> _EXCERPT TO READ_:
──────────────────────────────

In 1932, Barrie made her screen debut in the film Threads, which was based upon a play. She went on to make a number of motion pictures for London Films under the Korda brothers, Alexander and Zoltan, the best known of which is 1933's The Private Life of Henry VIII, in which she portrayed Jane Seymour.

In 1934, she appeared in Freedom of the Seas and was contracted by Fox Film Corporation for a film directed by Scott Darling that was made in Britain. The following year, she moved to the United States and made her first Hollywood film for Fox opposite Spencer Tracy in the romantic comedy It's a Small World, followed by Under Your Spell with Lawrence Tibbett. Loaned to MGM, Barrie starred opposite James Stewart in the 1936 film Speed. In 1939 she starred with Richard Greene and Basil Rathbone in the 20th Century Fox version of The Hound of the Baskervilles, and with Lucille Ball in RKO's Five Came Back. During 1939 and the early 1940s, Barrie made several of The Saint and The Falcon mystery films with George Sanders. She made her final motion picture in 1954.

──────────────────────────────

> _WORK REQUIRED_: Continue the passage on Barrie's film career from its final sentence, keeping its factual, biographical style.

> _DATA EXTRACT_:
──────────────────────────────

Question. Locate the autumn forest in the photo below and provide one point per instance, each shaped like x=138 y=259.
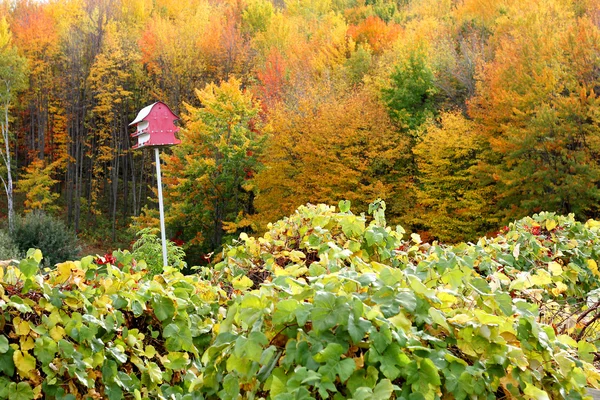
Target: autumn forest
x=460 y=115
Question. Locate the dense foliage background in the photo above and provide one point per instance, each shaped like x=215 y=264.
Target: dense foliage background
x=327 y=304
x=459 y=114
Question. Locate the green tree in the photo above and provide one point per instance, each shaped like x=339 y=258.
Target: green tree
x=537 y=105
x=452 y=202
x=411 y=94
x=36 y=183
x=13 y=78
x=209 y=176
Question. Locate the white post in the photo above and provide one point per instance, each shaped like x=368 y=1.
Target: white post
x=161 y=208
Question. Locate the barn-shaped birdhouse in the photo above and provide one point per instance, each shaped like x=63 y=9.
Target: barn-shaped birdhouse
x=155 y=126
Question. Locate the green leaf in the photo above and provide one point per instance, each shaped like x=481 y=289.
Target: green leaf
x=36 y=254
x=327 y=311
x=154 y=372
x=7 y=365
x=29 y=267
x=358 y=328
x=164 y=308
x=383 y=390
x=20 y=391
x=534 y=393
x=3 y=344
x=344 y=206
x=332 y=352
x=345 y=368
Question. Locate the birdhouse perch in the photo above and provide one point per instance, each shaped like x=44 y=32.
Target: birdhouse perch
x=156 y=128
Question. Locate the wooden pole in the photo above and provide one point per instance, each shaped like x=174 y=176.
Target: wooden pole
x=161 y=207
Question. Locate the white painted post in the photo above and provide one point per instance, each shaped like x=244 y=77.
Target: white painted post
x=161 y=208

──────────────────────────────

> _WRITTEN ANSWER_:
==Radio==
Barrie was a member of the cast of The Jack Haley Show on NBC (1937-1938) and CBS (1938-1939). She was an assistant on the Star for a Night program on the Blue Network (1943-1944), and she was one of the quizmasters on Detect and Collect on CBS (1945) and ABC (1945-1946). In 1956, she had a disc jockey program, the Wendy Barrie Show, on WMGM in New York City. She also hosted a widely syndicated radio interview show into the mid-1960s.

==Television==
With the dawn of television, in the late 1940s, Barrie turned to roles in that medium. From November 17, 1948, to February 9, 1949, Barrie hosted Picture This on NBC. During 1948 and 1949, she hosted a DuMont Television Network comedy for children featuring a cowboy puppet called The Adventures of Oky Doky.

However, she is best remembered by U.S. audiences as host of one of the first television talk shows. The Wendy Barrie Show debuted in November 1948 on ABC, then ran on DuMont and NBC, ending its run in September 1950. (Another source says the program debuted on DuMont March 14, 1949. Yet another source says that it debuted November 10, 1948, on NBC.) That program was replaced by Through Wendy's Window in August 1950. The 15-minute NBC program had Barrie interviewing celebrities and talking about fashions.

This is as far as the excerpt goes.